SUPPLIED MATERIAL:
★ ★ ★ ★ ★

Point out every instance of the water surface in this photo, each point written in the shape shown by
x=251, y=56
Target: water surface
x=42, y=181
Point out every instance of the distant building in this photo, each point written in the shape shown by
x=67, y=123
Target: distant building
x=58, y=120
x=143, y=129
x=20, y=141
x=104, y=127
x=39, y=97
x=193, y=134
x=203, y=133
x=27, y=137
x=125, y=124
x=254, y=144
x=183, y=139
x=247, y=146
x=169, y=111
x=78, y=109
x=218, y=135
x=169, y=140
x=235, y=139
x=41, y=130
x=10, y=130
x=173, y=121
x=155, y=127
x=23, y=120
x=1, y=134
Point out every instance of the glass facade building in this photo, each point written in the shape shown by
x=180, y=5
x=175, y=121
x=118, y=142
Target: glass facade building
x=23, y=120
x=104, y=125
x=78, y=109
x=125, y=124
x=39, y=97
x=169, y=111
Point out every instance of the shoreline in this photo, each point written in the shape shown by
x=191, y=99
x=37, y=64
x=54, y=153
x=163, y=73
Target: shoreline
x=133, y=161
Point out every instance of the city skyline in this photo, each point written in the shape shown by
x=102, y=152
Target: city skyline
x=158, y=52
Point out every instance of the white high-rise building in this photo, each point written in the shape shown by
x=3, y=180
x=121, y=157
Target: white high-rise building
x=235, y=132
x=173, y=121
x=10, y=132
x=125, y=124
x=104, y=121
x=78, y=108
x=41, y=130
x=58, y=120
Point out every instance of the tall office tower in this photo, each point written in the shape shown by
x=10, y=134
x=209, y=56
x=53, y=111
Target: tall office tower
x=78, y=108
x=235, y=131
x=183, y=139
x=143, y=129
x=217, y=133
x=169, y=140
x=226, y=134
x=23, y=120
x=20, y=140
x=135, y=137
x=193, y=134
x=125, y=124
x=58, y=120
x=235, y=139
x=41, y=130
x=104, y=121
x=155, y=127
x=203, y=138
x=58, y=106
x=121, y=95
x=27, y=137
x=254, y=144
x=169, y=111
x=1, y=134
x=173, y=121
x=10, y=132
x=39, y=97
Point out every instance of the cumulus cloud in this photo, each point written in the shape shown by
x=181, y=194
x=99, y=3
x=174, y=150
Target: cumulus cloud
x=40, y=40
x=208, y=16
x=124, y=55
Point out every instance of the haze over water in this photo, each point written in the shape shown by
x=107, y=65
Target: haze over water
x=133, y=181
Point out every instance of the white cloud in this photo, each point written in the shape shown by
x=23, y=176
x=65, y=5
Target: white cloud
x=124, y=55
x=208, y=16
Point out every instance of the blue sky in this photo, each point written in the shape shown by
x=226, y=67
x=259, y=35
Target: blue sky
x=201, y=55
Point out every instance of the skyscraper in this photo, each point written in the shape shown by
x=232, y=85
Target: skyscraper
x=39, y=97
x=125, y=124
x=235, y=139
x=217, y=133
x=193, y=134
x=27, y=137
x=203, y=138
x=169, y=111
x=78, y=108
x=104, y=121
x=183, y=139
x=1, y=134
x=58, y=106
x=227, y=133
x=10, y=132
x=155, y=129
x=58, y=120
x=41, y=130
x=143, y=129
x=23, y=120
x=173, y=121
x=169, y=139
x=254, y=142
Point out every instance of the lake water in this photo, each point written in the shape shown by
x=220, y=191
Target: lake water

★ ★ ★ ★ ★

WORK REQUIRED: Copy the rows above, requests included, between the lines holding "Point out every instance of the cumulus" and "x=201, y=55", inclusive. Adjust each answer coordinate by adding -117, and leave the requests and their format samples unchanged.

RESULT BELOW:
Point out every instance of the cumulus cloud in this photo, each point written in the shape shown by
x=181, y=194
x=99, y=3
x=174, y=150
Target: cumulus cloud
x=-77, y=-77
x=91, y=-101
x=7, y=-62
Point out every instance of the haze over water in this photo, each point written in the shape shown by
x=107, y=65
Target: haze over water
x=16, y=64
Point out every instance of the white cloud in this photo, each point written in the shape shown by
x=23, y=176
x=65, y=5
Target: white cloud
x=7, y=-62
x=91, y=-101
Point out every instance of the blue sky in this photo, each point written in the shape shown by
x=226, y=67
x=259, y=35
Target: blue sky
x=84, y=-62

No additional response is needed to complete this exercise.